▶ Отрывок текста
☆ ☆ ☆ ☆ ☆ ☆ ☆
Содержание выпускаемой мной книжки и её заглавие «Основные проблемы театра» не вполне соответствуют друг другу.
С одной стороны, те размышления, которые я предлагаю читателю, никак не могут претендовать на действительное разрешение всех основных вопросов театра, так как ни в какой мере и степени не затрагивают многих профессионально-театральных проблем.
С другой же, они (мои размышления) по своей теоретической ёмкости, по крайней мере, представляют собою нечто гораздо более важное и существенное, чем «вопросы театра», так как касаются и вопросов религиозного творчества, и смысла изживаемой нами эпохи и ещё очень многого другого.
То, что заглавие моей книжки неточно, я считаю его большим недостатком. Но более точного мне, к сожалению, найти не удалось. «О природе всякого артистизма, о трагическом смысле нашей эпохи и основных формах актерского творчества» было бы, конечно, точнее, но это было бы скорее оглавление, чем заглавие.
Является ли неудачное заглавие результатом неудачной композиции книги, судить, конечно, не мне. Но мне хочется думать, что дело обстоит иначе, что композиция моей книги органична. «Основные проблемы театра» отнюдь не три статьи, собранные в одну книгу, но книга, написанная в форме трёх статей, связанных между собой единством темы и общностью построения.
В заключение хотелось бы отметить ещё одно обстоятельство: «Основные проблемы театра» не только отвлечённые построения, они в значительной степени результат моего практического участия в режиссуре и моего преподавания «философии театра» в целом ряде театральных студий Москвы.
☆ ☆ ☆ ☆ ☆ ☆ ☆
▶ Исходные данные
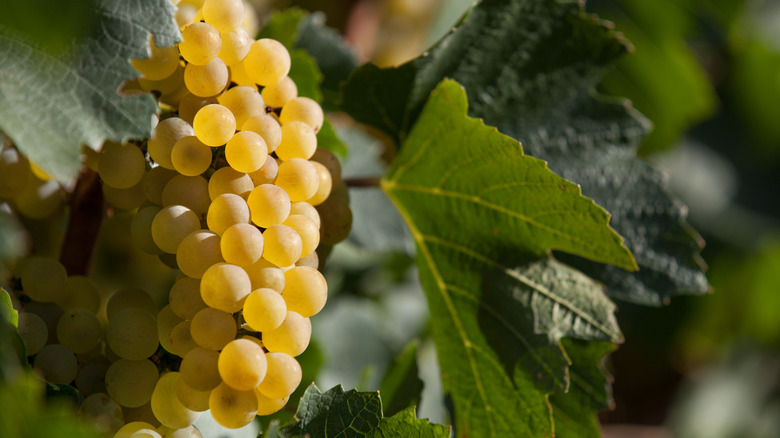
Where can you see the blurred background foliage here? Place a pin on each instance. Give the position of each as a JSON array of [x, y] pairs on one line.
[[707, 73]]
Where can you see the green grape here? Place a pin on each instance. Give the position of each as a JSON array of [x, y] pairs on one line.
[[264, 309], [131, 382], [132, 334], [225, 15], [200, 370], [280, 93], [79, 330], [265, 274], [15, 173], [298, 177], [184, 297], [197, 252], [266, 174], [303, 109], [225, 211], [246, 151], [121, 165], [190, 157], [189, 191], [282, 377], [267, 127], [141, 229], [155, 180], [243, 101], [235, 46], [268, 205], [324, 185], [214, 124], [102, 412], [267, 406], [224, 287], [206, 80], [212, 329], [229, 180], [43, 278], [128, 299], [33, 331], [305, 290], [242, 245], [232, 408], [298, 141], [161, 64], [166, 405], [282, 245], [267, 62], [291, 337], [55, 363], [200, 43]]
☆ ☆ ☆ ☆ ☆ ☆ ☆
▶ Задания
a - В форме скольких статей, согласно отрывку, написана книга «Основные проблемы театра»?
b - Приведите из отрывка фрагмент без изменений: начните с того места, где стоят слова «Содержание выпускаемой мной», и остановитесь после слов «очень многого другого.».
Материал с отрывком никак не связан.

▶ Ответы на задания
a - В форме трёх статей.

b -
Содержание выпускаемой мной книжки и её заглавие «Основные проблемы театра» не вполне соответствуют друг другу.
С одной стороны, те размышления, которые я предлагаю читателю, никак не могут претендовать на действительное разрешение всех основных вопросов театра, так как ни в какой мере и степени не затрагивают многих профессионально-театральных проблем.
С другой же, они (мои размышления) по своей теоретической ёмкости, по крайней мере, представляют собою нечто гораздо более важное и существенное, чем «вопросы театра», так как касаются и вопросов религиозного творчества, и смысла изживаемой нами эпохи и ещё очень многого другого.